[GIVEN TASK]
Reproduce the records below word for word, leaving out the pictures.

[SUPPLIED RECORDS]
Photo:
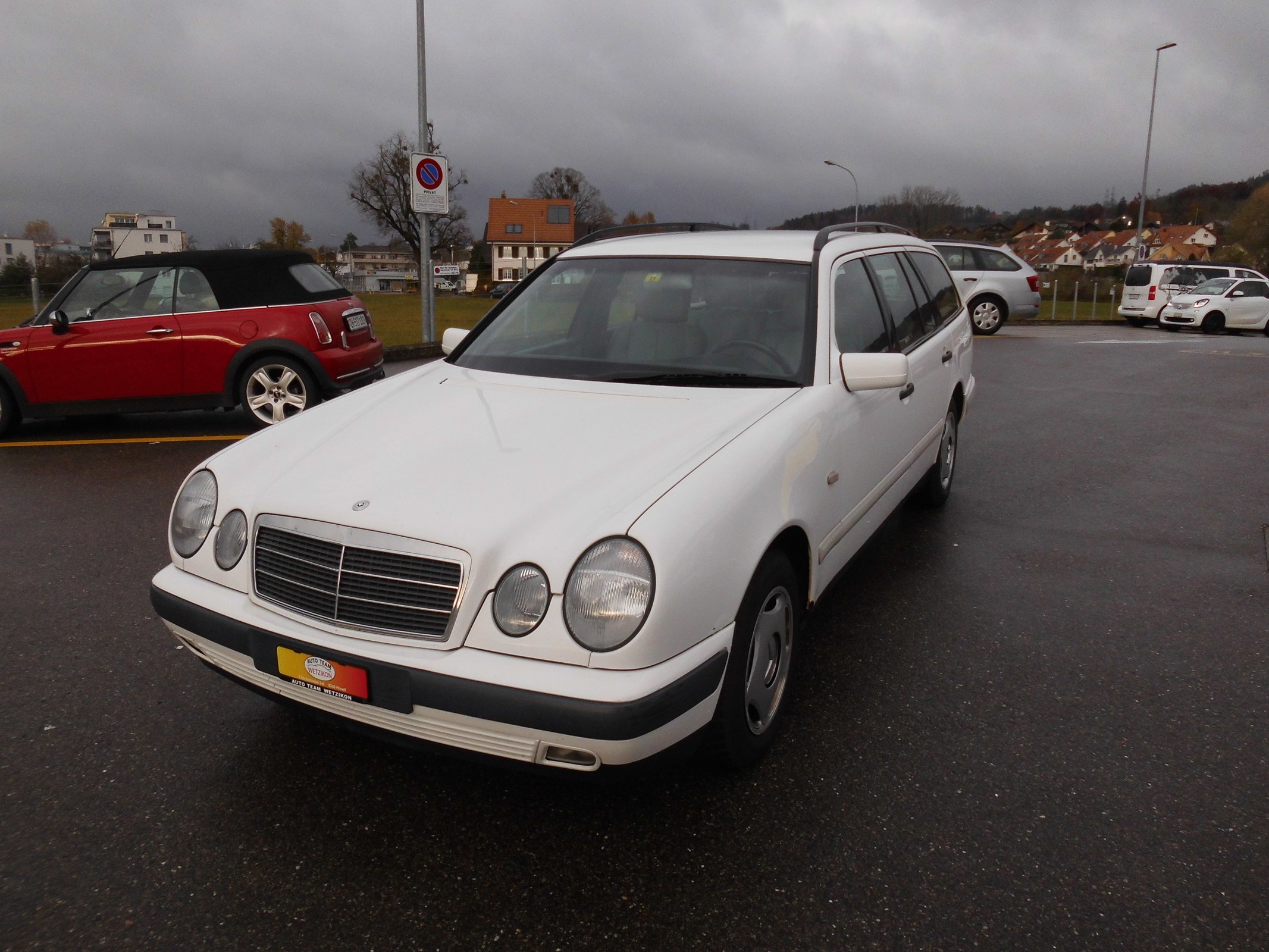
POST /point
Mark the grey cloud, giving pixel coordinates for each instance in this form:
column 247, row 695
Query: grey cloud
column 230, row 113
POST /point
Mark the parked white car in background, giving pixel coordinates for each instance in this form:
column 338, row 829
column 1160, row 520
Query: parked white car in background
column 995, row 283
column 1223, row 303
column 1149, row 286
column 590, row 535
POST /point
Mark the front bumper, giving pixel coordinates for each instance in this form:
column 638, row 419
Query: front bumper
column 508, row 715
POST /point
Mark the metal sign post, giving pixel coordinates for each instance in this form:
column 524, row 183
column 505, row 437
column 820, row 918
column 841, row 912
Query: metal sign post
column 430, row 311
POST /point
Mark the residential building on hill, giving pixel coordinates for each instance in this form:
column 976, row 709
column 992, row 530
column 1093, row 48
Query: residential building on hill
column 523, row 233
column 378, row 268
column 13, row 249
column 127, row 234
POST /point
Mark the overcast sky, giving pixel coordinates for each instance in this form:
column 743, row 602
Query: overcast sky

[SOLUTION BELOW]
Photo:
POST /point
Mark the grey cloud, giving pixel coordinates for each instance in this form:
column 247, row 695
Query: grey cloud
column 230, row 113
POST /point
Mark the parked white car in background, giving pixel coordinates for each instance in this form:
column 338, row 829
column 1160, row 520
Query: parked white car in background
column 995, row 283
column 1223, row 303
column 1149, row 286
column 590, row 535
POST /point
Mark the front bumper, giving pixel coordinates for each instance in this form:
column 638, row 419
Query: front bumper
column 508, row 715
POST /point
Mark the metal sign post, giving pixel coordinates for each instance in this form:
column 524, row 183
column 505, row 437
column 820, row 918
column 841, row 912
Query: metal sign post
column 430, row 311
POST /point
Mark the residential building on hill, giving pixel coordinates for each instance in this form:
column 976, row 709
column 992, row 530
column 1093, row 48
Query: residential building on hill
column 523, row 233
column 378, row 268
column 13, row 249
column 127, row 234
POST /point
Mark the overcast sky, giving pixel coordinates for each instance in this form:
column 743, row 602
Query: overcast sky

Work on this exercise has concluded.